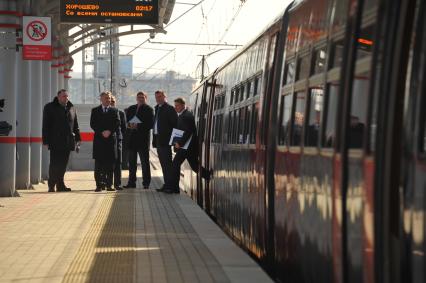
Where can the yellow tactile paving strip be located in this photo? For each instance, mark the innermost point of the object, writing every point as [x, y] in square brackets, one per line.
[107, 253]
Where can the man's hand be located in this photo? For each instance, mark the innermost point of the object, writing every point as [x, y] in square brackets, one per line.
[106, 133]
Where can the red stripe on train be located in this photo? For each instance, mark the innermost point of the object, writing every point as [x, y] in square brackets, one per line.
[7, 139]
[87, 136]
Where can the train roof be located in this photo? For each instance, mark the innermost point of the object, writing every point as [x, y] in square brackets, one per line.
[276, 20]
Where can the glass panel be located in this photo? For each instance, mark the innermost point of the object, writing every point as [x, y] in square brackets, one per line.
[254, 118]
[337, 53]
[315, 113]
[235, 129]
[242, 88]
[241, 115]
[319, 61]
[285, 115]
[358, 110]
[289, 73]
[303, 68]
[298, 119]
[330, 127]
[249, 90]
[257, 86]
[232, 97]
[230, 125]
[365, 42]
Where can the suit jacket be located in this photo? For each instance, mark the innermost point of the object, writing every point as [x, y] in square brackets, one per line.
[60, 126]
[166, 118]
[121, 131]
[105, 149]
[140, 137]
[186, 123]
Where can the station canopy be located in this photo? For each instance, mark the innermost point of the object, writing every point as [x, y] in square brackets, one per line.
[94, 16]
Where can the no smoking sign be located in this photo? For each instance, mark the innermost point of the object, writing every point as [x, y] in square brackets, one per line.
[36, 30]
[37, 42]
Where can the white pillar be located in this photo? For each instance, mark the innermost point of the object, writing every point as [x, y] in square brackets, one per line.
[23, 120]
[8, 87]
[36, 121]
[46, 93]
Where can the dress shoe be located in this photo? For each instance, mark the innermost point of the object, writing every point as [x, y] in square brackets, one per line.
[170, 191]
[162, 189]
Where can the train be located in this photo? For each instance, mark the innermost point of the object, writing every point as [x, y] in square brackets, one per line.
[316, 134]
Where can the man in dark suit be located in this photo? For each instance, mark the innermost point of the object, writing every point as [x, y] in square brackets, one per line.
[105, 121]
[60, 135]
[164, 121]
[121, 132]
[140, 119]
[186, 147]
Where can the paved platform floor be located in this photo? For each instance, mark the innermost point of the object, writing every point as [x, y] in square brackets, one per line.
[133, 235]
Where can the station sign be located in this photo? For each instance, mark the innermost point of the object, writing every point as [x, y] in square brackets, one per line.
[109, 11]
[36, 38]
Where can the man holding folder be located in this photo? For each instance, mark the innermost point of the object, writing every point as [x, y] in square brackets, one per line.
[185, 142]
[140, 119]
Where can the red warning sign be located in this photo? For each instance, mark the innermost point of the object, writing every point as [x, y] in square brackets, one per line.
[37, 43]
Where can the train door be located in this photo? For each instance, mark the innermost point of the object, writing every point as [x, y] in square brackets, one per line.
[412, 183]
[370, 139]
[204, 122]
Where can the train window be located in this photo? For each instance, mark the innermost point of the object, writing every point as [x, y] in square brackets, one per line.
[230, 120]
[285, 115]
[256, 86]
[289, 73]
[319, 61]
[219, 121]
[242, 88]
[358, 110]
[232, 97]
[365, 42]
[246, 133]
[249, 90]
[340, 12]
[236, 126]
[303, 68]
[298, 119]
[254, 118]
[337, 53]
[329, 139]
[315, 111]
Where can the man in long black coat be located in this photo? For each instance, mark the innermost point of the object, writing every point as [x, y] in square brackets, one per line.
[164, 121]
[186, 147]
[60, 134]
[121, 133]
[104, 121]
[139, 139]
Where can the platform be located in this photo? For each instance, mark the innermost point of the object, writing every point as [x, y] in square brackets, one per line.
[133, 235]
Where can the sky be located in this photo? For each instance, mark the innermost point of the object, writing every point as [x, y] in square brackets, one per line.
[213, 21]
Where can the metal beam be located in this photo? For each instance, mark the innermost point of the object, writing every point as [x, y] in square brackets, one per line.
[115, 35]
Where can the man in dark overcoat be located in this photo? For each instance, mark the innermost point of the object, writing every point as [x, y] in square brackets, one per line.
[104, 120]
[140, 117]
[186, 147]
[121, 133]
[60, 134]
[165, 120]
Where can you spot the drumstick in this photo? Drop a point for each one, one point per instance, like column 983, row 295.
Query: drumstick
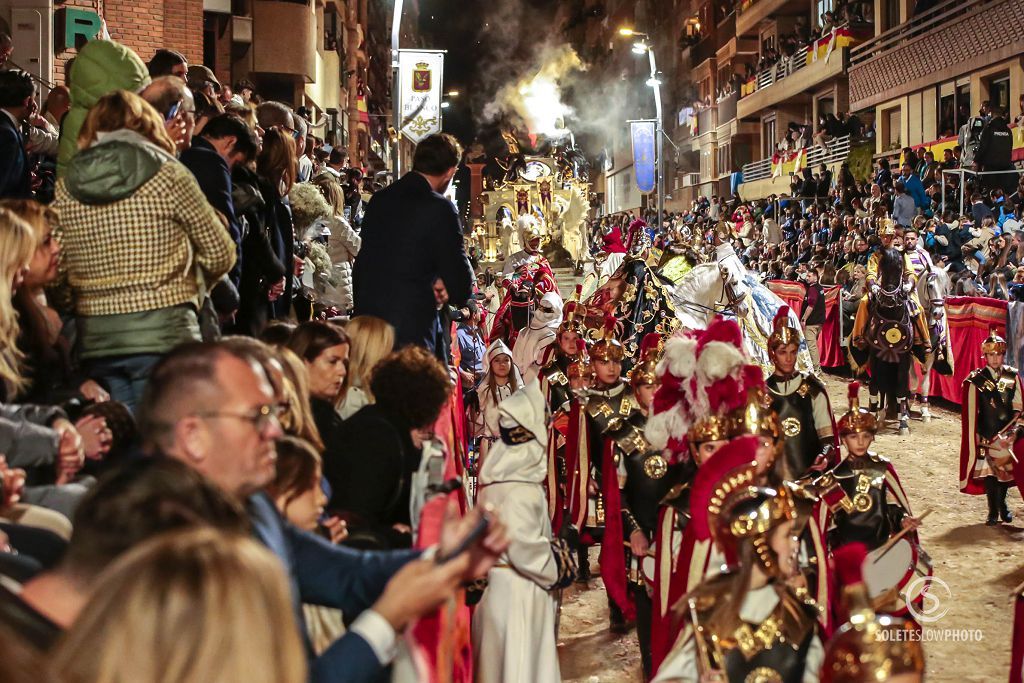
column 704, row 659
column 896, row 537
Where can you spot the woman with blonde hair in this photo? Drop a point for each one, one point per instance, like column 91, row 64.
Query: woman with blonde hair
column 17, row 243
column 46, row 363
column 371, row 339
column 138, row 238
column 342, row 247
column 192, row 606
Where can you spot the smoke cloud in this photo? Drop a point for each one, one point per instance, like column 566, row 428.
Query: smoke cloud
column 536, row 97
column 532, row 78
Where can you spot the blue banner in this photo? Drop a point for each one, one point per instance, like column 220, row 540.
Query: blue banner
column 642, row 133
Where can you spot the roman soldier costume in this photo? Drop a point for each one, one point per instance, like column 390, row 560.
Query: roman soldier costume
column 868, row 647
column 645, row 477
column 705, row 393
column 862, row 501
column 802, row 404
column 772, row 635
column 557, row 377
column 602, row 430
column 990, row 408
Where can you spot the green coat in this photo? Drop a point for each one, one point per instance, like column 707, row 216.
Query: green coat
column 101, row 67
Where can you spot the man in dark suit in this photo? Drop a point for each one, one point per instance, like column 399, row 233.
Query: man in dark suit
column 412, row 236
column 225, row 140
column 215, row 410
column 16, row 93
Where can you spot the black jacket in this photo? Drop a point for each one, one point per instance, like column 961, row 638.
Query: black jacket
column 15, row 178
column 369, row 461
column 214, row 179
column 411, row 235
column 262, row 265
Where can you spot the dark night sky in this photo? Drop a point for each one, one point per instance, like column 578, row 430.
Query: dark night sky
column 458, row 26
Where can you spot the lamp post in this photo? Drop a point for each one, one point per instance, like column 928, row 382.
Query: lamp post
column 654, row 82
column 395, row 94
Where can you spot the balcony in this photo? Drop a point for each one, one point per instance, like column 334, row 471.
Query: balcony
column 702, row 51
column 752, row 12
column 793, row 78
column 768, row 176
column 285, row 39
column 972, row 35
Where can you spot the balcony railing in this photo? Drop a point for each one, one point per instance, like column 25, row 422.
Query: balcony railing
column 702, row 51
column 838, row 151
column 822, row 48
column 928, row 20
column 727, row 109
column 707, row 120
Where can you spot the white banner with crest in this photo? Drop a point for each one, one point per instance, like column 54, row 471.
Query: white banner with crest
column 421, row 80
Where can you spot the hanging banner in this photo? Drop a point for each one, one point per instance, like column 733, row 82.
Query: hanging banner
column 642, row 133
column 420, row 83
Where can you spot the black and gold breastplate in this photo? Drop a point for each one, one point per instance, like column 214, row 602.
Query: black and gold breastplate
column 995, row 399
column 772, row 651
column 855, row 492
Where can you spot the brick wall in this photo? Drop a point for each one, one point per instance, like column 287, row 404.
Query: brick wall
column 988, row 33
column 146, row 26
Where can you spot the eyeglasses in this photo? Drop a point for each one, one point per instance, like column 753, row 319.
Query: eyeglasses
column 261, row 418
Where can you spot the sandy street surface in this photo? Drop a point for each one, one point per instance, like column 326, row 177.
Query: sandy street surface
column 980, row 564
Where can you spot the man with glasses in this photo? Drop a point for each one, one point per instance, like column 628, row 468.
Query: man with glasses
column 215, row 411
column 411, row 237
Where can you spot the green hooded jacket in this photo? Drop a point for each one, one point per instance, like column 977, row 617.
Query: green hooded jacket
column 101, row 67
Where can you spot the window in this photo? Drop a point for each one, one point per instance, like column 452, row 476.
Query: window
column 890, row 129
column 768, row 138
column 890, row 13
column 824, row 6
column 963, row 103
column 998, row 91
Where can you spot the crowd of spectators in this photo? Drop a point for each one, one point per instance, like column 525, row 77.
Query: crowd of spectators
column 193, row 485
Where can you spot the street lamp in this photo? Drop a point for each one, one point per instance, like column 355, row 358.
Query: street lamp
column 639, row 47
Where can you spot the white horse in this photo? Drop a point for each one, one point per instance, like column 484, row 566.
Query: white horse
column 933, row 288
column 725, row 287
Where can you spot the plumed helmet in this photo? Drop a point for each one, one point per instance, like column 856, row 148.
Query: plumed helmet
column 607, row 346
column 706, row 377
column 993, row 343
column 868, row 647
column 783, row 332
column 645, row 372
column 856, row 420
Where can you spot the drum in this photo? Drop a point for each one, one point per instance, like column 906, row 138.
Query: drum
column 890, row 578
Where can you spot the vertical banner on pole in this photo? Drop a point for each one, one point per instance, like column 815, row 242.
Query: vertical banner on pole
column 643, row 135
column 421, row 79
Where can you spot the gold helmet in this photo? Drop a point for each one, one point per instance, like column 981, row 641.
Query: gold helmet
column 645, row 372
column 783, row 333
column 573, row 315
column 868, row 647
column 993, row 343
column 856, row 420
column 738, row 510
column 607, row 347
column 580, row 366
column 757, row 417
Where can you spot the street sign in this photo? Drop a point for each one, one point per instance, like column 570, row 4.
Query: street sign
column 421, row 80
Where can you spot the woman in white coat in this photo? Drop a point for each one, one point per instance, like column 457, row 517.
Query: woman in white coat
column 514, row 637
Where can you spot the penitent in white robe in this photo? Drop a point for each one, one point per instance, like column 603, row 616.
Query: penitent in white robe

# # # # #

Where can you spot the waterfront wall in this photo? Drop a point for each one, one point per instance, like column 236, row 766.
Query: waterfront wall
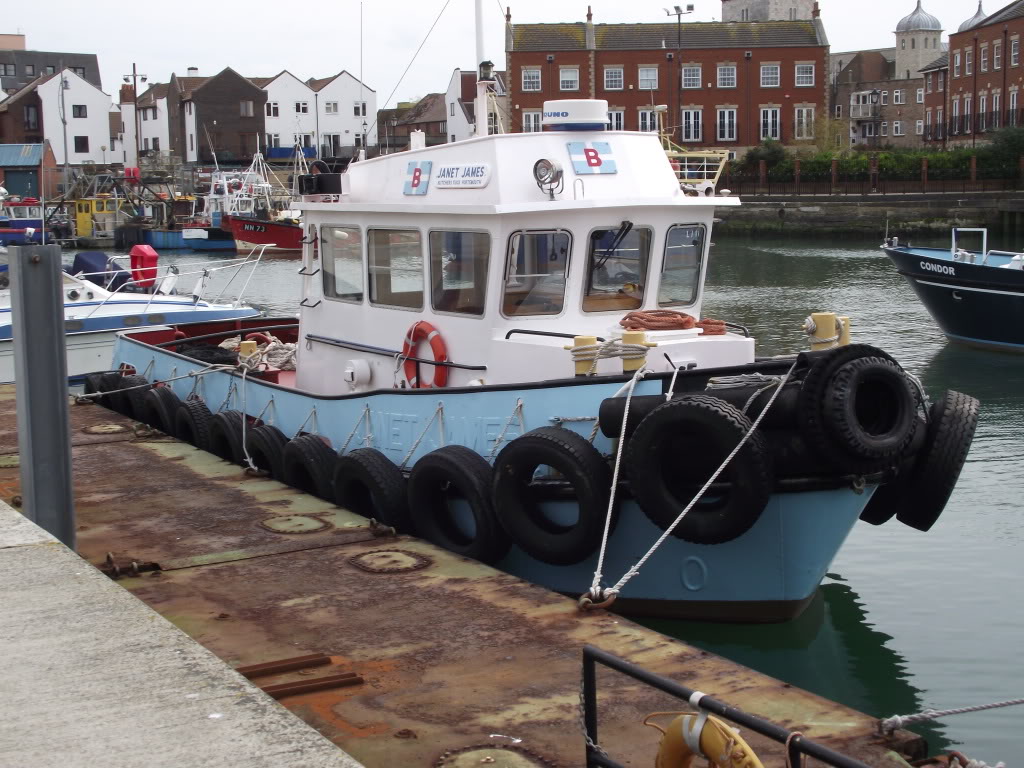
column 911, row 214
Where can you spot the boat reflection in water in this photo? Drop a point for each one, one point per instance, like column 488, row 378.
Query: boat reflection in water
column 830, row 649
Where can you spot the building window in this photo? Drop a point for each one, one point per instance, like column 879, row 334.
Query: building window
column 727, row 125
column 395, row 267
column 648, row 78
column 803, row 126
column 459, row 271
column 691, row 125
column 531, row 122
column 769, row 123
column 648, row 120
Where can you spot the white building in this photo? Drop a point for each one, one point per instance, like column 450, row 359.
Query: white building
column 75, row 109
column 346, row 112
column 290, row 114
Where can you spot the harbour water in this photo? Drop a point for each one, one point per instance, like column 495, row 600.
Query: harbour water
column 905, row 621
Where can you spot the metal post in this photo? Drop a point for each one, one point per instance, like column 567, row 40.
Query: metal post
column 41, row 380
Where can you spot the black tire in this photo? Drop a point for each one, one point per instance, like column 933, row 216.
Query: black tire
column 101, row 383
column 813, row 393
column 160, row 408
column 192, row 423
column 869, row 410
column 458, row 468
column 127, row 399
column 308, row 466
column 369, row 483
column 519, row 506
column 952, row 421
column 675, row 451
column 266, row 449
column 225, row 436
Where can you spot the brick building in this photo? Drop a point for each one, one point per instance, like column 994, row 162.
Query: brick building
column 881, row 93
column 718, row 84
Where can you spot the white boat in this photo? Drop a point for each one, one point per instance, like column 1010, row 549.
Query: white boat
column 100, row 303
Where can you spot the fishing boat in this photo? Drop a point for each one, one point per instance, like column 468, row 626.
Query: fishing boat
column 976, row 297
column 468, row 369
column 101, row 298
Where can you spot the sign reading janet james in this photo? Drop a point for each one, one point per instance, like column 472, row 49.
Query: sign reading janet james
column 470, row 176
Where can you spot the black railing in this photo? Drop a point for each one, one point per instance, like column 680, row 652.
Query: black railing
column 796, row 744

# # # # #

### EXERCISE
Write out each line above that contains the word "penitent".

### SOLUTION TO THIS TASK
Where can you spot the penitent in white robe in this photo? Drop a point for each one, one point per instance, like column 603, row 616.
Query: penitent in white robe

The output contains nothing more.